■ Metin parçası ■
+ + +

Emsal Mahkeme Kararı Konya Bölge Adliye Mahkemesi 4. Hukuk Dairesi 2022/105 E. 2022/364 K. 16.02.2022 T.

Görüntülediğiniz mahkeme kararı kesinleşmiş bir karardır.

T.C. KONYA BAM 4. HUKUK DAİRESİ Esas-Karar No: …
T.C.
KONYA
BÖLGE ADLİYE MAHKEMESİ
4. HUKUK DAİRESİ

DOSYA NO : …
KARAR NO : …

T Ü R K M İ L L E T İ A D I N A
İ S T İ N A F K A R A R I

BAŞKAN : …
ÜYE :…
ÜYE :…
KATİP : …

İNCELENEN KARARIN
MAHKEMESİ : KONYA …. ASLİYE TİCARET MAHKEMESİ
TARİHİ : 16.09.2021
NUMARASI : …. Esas -…. Karar

DAVACI : ….
VEKİLİ : Av. …

DAVALI : …

DAVANIN KONUSU : İtirazın İptali (Haksız Eylemden Kaynaklanan Zarar Nedeniyle)

+ + +

■ Verilen veriler ■
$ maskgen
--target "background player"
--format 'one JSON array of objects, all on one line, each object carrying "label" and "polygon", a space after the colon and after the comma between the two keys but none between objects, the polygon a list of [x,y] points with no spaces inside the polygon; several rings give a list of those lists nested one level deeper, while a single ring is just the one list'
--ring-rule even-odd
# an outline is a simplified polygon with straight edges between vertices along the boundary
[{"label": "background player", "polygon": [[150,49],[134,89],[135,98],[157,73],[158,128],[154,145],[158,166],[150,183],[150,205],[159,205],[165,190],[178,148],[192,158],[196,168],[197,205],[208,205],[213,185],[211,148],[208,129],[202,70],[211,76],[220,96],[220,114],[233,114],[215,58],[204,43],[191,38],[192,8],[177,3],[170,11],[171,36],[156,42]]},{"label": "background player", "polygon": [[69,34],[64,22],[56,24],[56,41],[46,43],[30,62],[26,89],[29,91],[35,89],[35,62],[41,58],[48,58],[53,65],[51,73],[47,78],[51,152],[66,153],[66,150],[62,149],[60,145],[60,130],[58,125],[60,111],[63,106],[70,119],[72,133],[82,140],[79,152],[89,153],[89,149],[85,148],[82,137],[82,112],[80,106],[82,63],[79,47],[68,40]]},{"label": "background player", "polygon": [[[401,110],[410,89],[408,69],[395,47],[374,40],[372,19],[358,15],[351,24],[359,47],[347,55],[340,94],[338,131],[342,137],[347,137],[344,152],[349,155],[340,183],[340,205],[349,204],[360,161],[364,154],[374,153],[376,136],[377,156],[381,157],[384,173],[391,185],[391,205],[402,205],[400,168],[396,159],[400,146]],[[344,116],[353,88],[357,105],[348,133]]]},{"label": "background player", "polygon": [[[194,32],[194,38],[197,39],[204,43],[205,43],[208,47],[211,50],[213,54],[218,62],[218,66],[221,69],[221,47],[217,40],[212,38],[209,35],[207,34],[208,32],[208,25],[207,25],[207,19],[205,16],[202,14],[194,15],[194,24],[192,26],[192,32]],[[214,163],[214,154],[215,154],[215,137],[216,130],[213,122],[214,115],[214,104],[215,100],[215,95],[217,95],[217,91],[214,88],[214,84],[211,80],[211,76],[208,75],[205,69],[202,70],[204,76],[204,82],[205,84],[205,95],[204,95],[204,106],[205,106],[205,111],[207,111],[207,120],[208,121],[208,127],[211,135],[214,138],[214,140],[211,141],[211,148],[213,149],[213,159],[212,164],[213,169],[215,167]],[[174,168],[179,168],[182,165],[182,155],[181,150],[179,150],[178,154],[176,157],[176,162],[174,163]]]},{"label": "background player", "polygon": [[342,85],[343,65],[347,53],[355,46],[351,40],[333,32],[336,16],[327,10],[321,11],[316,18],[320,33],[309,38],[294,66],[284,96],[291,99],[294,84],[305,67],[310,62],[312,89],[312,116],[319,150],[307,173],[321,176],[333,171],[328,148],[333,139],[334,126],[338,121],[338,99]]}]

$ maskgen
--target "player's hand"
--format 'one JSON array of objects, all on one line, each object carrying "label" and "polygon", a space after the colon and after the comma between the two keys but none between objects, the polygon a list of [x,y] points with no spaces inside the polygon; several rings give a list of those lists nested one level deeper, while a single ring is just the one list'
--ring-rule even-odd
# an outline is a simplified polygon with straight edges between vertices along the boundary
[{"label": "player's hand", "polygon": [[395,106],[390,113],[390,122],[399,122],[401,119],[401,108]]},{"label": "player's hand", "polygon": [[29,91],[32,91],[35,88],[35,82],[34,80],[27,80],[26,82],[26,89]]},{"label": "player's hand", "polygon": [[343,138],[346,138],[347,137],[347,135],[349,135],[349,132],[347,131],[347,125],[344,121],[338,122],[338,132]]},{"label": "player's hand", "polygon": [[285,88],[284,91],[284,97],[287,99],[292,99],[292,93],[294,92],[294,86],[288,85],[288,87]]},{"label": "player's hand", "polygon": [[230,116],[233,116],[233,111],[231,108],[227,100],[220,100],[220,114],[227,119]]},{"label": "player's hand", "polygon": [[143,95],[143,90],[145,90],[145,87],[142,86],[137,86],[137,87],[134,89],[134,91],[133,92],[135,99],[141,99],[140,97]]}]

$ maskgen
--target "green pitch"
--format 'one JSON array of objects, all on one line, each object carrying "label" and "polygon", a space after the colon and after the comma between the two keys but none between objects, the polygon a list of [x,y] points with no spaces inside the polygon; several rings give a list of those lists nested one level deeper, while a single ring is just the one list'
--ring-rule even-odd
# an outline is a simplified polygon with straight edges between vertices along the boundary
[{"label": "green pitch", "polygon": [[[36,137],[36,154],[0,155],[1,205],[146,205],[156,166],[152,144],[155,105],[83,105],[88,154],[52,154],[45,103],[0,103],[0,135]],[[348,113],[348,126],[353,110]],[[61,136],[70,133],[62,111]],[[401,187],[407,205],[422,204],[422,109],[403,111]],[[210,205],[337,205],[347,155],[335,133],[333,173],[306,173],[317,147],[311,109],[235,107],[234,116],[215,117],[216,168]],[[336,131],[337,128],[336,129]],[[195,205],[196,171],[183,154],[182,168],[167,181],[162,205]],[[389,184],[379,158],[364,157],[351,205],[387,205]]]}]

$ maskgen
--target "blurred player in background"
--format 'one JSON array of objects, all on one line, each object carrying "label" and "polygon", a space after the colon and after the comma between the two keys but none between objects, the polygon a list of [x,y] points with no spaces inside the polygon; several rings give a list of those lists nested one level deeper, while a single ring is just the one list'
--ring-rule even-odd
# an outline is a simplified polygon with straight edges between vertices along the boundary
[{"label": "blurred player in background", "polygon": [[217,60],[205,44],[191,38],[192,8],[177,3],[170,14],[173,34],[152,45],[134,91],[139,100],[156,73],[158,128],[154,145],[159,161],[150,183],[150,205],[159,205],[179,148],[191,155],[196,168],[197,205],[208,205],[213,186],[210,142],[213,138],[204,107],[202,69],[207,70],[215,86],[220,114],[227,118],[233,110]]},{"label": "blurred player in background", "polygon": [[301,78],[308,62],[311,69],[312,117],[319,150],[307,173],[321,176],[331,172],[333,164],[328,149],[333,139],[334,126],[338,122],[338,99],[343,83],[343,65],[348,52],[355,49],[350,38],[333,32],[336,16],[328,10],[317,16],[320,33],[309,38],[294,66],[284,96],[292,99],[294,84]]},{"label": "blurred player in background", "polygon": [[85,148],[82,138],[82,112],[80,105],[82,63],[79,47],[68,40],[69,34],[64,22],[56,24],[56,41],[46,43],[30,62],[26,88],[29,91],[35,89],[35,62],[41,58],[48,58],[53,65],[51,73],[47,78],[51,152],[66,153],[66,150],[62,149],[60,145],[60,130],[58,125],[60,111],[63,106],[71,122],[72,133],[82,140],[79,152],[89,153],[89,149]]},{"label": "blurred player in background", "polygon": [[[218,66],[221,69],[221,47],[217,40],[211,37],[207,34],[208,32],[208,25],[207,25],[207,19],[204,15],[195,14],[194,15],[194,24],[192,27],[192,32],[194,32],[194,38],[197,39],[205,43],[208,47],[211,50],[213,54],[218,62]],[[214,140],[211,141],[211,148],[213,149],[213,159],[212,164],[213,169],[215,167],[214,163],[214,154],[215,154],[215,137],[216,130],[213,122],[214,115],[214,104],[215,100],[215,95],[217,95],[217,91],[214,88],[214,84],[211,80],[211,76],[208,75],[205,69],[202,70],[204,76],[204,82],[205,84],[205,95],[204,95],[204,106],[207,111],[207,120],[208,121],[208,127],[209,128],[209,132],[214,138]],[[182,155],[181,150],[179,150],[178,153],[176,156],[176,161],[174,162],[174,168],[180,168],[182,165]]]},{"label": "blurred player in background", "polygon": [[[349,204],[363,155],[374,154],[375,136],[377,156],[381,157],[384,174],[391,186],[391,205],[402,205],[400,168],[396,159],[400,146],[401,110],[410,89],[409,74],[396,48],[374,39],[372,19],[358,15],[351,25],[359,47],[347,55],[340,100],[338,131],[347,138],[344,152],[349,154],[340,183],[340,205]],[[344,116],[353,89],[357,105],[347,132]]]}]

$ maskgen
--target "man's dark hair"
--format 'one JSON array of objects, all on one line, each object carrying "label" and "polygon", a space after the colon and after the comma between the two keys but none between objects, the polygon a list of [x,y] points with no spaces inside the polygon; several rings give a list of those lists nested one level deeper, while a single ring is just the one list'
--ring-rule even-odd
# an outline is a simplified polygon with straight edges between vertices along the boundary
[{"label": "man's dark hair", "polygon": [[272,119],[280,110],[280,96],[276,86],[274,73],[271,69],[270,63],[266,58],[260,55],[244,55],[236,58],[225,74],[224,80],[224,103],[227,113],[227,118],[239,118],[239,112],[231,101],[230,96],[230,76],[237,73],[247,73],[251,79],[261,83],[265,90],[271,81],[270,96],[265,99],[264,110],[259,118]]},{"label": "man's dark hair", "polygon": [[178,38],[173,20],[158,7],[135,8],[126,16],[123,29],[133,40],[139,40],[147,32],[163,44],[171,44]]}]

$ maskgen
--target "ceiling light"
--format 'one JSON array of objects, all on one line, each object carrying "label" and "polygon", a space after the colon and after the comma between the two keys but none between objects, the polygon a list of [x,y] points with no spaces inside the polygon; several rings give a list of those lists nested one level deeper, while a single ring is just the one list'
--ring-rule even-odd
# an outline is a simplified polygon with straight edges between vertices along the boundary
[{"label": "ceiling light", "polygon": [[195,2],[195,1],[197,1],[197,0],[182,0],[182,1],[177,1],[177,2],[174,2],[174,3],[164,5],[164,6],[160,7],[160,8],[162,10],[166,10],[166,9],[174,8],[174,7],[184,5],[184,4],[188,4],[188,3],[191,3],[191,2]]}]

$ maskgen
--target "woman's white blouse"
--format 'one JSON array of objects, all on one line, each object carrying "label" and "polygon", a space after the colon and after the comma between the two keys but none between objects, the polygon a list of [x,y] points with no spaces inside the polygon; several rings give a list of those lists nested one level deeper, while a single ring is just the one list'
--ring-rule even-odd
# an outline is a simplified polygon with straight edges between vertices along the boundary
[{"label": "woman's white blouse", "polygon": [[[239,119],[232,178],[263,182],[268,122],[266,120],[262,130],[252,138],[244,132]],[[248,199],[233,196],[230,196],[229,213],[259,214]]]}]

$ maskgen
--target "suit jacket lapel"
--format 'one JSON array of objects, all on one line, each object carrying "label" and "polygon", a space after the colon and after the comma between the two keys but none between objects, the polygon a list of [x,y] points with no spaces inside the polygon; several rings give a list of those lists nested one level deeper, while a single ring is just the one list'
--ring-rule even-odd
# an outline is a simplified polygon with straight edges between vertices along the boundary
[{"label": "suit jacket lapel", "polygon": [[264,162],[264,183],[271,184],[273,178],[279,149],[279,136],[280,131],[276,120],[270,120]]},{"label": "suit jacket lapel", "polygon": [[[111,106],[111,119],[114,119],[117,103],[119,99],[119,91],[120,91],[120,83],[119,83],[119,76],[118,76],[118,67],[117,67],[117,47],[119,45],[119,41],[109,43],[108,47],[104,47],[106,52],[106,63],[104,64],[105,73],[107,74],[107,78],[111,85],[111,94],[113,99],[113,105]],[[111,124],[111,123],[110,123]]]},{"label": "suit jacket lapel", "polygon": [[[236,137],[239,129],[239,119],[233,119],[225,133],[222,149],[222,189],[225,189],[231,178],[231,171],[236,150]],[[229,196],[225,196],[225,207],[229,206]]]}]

+ + +

■ Verilen görev 1 ■
Şu ifadeler karar metniyle uyuşuyor mu? Her biri için evet ya da hayır deyin ve buna karar verdiren sözleri metinden aynen alıntılayın. (a) İncelenen kararın tarihi 16.09.2021'dir. (b) İncelenen kararı bir asliye hukuk mahkemesi vermiştir. (c) Görüntülenen karar kesinleşmiştir.
■ Verilen görev 2 ■
Karar metninin bir bölümünü yeniden yazın ve "ASLİYE TİCARET" yerine "ASLİYE HUKUK" koyun. "T Ü R K M İ" sözlerinin geçtiği yerden başlayın, "DAVACI : …." sözlerinden sonra bırakın.
Verilerin karar metniyle bir ilgisi yok.

■ Doğru cevap 1 ■
(a) Evet: "TARİHİ : 16.09.2021"
(b) Hayır: "MAHKEMESİ : KONYA …. ASLİYE TİCARET MAHKEMESİ"
(c) Evet: "Görüntülediğiniz mahkeme kararı kesinleşmiş bir karardır."

■ Doğru cevap 2 ■
T Ü R K M İ L L E T İ A D I N A
İ S T İ N A F K A R A R I

BAŞKAN : …
ÜYE :…
ÜYE :…
KATİP : …

İNCELENEN KARARIN
MAHKEMESİ : KONYA …. ASLİYE HUKUK MAHKEMESİ
TARİHİ : 16.09.2021
NUMARASI : …. Esas -…. Karar

DAVACI : ….